## Da fare
Ridimensiona il tratto del materiale che va dall'inizio fino alla riga che contiene "top-left (347, 161), bottom-right (356, 287)", entrambe le estremità comprese. Riscrivi ogni riga di quel tratto, nessuna esclusa, moltiplicando per 1,45 tutte le coordinate degli angoli e arrotondando all'intero, con le metà per eccesso.

## Record dei riquadri di delimitazione
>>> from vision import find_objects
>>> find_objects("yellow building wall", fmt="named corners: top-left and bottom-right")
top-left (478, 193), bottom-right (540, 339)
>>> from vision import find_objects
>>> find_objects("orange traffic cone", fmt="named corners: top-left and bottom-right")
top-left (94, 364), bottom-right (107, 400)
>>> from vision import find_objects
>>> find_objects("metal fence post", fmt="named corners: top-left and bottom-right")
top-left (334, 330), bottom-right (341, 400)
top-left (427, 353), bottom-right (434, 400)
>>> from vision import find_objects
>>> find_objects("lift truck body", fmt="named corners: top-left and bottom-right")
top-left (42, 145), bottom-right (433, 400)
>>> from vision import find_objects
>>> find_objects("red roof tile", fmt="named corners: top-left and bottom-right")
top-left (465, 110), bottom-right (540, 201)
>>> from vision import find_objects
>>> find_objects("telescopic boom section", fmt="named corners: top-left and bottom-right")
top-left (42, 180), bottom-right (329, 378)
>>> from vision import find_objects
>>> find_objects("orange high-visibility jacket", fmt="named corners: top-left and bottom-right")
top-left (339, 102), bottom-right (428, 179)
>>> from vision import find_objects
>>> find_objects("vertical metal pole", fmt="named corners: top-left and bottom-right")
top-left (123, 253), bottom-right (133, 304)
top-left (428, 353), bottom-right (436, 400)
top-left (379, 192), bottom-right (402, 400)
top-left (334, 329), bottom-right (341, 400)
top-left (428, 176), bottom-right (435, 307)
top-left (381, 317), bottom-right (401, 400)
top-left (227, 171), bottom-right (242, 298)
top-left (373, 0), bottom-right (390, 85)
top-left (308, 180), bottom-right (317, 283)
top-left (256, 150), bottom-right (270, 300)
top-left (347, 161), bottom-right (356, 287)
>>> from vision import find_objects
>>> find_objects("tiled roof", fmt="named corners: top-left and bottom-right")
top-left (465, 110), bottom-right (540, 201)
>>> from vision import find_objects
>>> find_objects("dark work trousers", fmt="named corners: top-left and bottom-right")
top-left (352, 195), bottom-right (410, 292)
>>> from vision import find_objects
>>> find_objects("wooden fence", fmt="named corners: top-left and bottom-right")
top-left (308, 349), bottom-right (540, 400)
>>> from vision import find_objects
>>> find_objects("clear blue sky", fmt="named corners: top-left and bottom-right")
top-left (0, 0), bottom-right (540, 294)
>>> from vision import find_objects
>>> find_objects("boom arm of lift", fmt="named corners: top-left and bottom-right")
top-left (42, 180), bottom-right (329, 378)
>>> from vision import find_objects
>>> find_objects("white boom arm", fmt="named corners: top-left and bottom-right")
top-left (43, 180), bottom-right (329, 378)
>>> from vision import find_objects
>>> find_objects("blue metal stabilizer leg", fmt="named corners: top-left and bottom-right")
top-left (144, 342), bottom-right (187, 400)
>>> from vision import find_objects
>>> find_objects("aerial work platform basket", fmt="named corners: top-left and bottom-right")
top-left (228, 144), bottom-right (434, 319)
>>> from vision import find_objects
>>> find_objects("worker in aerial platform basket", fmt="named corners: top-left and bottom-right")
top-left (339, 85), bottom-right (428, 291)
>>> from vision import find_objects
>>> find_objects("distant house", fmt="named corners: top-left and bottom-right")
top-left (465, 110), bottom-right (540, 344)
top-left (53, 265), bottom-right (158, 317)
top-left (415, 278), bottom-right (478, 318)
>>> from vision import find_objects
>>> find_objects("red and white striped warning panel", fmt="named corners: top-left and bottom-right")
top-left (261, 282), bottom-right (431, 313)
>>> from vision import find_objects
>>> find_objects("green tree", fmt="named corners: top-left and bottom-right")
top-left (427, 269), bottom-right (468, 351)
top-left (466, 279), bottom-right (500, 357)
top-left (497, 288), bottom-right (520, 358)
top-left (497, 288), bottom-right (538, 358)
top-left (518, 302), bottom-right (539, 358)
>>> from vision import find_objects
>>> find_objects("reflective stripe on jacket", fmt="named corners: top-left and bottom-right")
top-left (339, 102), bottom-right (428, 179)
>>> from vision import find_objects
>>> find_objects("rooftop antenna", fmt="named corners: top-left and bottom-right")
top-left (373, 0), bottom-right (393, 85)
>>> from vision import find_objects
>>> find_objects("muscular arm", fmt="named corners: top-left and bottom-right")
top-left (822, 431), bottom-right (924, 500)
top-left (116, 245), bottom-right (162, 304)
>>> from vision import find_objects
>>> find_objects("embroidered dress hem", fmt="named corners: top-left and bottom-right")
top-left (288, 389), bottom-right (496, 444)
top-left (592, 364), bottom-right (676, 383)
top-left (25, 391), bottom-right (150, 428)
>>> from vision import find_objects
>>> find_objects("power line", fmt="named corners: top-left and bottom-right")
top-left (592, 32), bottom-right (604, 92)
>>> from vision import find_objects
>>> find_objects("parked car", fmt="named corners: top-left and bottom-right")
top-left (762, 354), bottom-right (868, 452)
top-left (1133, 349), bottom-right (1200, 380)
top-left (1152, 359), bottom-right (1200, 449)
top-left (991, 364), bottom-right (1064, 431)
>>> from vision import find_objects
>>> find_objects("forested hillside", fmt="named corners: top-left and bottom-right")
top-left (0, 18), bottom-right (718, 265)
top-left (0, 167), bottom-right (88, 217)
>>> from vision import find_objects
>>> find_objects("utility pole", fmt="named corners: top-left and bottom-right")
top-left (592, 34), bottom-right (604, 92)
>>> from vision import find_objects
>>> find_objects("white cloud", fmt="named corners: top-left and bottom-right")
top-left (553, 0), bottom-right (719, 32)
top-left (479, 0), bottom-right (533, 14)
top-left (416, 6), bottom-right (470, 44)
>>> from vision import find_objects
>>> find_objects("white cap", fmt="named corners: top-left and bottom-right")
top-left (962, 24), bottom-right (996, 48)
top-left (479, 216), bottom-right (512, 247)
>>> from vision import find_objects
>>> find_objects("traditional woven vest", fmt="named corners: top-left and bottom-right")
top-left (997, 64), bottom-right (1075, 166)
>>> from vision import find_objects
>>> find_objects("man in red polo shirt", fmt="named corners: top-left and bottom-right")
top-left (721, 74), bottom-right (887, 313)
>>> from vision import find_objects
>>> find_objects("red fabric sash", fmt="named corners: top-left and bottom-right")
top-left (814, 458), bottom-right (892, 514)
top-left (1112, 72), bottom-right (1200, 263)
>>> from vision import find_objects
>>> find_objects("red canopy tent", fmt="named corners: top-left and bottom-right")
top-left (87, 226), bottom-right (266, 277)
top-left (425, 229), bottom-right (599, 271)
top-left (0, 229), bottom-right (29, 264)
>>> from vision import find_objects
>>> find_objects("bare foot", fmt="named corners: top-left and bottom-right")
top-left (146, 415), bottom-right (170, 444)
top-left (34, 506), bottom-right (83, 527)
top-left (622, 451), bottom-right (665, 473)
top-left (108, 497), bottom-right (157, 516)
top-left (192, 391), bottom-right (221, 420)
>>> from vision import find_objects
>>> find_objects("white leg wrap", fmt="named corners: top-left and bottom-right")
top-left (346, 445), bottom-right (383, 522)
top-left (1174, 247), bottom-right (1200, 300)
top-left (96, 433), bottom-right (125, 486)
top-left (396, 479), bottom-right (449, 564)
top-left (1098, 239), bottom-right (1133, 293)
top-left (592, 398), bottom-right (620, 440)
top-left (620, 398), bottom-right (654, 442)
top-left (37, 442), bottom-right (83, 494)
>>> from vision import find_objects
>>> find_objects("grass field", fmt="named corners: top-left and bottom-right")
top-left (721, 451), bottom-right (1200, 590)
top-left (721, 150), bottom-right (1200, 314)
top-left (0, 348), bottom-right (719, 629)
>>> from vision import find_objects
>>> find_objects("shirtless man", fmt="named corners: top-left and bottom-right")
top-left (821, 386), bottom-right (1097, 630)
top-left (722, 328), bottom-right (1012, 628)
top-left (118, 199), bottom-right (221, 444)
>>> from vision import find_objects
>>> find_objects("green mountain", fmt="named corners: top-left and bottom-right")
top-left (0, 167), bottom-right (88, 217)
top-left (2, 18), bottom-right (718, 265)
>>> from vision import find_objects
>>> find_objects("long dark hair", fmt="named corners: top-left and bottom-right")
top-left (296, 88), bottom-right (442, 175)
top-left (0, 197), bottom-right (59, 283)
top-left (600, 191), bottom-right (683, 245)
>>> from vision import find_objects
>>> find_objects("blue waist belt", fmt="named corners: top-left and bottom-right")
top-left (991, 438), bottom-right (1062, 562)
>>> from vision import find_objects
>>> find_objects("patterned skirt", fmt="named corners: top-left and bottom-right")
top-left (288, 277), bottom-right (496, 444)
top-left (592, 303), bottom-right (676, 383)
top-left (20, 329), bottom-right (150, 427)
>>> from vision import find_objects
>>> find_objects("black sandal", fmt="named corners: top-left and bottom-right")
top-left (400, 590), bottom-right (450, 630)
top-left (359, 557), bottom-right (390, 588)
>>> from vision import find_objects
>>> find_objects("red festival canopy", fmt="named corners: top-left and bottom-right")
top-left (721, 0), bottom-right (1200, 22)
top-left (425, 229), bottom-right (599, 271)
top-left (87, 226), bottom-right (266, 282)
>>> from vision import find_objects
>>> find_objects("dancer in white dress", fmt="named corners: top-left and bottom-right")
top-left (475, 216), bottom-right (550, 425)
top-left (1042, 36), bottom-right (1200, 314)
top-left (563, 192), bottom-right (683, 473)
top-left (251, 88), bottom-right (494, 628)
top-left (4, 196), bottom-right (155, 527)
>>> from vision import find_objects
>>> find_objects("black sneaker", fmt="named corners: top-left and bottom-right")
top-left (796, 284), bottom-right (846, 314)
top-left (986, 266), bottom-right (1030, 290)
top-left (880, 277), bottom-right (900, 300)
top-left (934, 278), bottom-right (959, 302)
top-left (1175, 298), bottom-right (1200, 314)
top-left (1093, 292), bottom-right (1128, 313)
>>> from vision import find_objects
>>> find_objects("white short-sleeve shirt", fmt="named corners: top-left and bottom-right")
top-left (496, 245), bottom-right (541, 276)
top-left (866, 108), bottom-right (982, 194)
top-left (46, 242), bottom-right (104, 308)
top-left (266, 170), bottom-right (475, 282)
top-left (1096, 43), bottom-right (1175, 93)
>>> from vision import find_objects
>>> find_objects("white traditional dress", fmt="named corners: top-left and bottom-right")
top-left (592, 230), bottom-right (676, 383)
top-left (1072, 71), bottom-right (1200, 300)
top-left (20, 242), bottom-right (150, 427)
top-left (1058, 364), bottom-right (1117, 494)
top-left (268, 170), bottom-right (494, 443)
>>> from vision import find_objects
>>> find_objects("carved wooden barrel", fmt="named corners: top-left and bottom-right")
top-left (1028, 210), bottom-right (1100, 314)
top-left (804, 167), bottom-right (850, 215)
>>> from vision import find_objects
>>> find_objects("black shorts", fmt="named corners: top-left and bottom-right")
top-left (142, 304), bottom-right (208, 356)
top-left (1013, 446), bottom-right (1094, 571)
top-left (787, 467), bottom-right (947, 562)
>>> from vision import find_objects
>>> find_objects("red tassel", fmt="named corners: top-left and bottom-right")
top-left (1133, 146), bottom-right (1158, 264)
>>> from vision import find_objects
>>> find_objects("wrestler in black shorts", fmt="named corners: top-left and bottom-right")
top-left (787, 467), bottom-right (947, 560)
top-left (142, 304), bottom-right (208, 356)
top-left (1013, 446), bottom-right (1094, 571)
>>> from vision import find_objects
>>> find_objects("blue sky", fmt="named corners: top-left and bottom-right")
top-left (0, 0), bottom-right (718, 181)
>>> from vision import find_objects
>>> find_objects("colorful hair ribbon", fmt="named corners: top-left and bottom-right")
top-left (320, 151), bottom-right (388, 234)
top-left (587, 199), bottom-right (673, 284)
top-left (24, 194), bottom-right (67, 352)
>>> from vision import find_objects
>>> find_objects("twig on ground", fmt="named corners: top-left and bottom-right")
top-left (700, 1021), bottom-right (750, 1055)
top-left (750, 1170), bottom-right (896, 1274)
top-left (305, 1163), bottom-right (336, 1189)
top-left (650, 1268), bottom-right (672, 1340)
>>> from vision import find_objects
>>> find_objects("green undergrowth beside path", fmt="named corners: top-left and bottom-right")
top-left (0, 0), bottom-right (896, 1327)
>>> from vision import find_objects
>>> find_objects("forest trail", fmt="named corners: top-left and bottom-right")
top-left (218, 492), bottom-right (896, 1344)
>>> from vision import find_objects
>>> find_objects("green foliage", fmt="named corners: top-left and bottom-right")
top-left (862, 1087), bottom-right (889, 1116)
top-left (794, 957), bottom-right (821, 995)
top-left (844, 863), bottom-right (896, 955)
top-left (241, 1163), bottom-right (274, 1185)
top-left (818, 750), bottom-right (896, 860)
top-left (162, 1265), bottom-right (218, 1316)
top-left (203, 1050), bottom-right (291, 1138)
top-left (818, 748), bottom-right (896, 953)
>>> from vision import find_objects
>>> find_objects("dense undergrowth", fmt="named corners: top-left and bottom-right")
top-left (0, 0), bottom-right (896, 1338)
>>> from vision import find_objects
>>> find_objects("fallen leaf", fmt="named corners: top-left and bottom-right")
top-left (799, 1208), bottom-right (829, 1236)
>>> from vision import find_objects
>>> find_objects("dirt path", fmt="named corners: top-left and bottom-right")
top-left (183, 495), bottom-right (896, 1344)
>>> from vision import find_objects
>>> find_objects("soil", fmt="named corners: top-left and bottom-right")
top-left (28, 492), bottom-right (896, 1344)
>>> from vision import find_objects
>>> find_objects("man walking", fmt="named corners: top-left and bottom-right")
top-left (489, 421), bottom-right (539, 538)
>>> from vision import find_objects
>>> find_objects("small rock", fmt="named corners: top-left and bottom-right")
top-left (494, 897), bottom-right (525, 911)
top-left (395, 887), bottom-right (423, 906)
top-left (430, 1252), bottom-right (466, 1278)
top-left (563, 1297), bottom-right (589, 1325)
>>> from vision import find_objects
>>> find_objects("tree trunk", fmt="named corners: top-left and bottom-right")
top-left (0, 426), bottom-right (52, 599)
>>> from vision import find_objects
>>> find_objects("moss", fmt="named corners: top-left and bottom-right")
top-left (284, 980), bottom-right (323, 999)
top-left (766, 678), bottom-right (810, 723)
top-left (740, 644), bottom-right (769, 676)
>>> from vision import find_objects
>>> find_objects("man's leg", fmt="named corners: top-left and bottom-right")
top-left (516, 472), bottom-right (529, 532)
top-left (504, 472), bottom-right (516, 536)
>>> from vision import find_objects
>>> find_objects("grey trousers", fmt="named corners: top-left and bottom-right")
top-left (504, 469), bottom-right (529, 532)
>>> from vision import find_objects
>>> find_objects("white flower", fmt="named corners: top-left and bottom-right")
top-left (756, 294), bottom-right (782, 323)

## Compito svolto
>>> from vision import find_objects
>>> find_objects("yellow building wall", fmt="named corners: top-left and bottom-right")
top-left (693, 280), bottom-right (783, 492)
>>> from vision import find_objects
>>> find_objects("orange traffic cone", fmt="named corners: top-left and bottom-right")
top-left (136, 528), bottom-right (155, 580)
>>> from vision import find_objects
>>> find_objects("metal fence post", fmt="named corners: top-left and bottom-right")
top-left (484, 479), bottom-right (494, 580)
top-left (619, 512), bottom-right (629, 580)
>>> from vision import find_objects
>>> find_objects("lift truck body", fmt="named corners: top-left and bottom-right")
top-left (61, 210), bottom-right (628, 580)
>>> from vision import find_objects
>>> find_objects("red roof tile", fmt="named corners: top-left and bottom-right")
top-left (674, 160), bottom-right (783, 291)
>>> from vision import find_objects
>>> find_objects("telescopic boom section", fmt="named corners: top-left and bottom-right")
top-left (61, 261), bottom-right (477, 548)
>>> from vision import find_objects
>>> find_objects("orange high-visibility jacket", fmt="named corners: top-left and bottom-right")
top-left (492, 148), bottom-right (621, 260)
>>> from vision import find_objects
>>> find_objects("vertical metal pole", fmt="named corners: top-left and bottom-right")
top-left (178, 367), bottom-right (193, 441)
top-left (621, 512), bottom-right (632, 580)
top-left (550, 278), bottom-right (583, 580)
top-left (484, 477), bottom-right (494, 580)
top-left (621, 255), bottom-right (631, 445)
top-left (552, 460), bottom-right (581, 580)
top-left (329, 248), bottom-right (351, 432)
top-left (541, 0), bottom-right (566, 123)
top-left (447, 261), bottom-right (460, 410)
top-left (371, 218), bottom-right (392, 435)
top-left (503, 233), bottom-right (516, 416)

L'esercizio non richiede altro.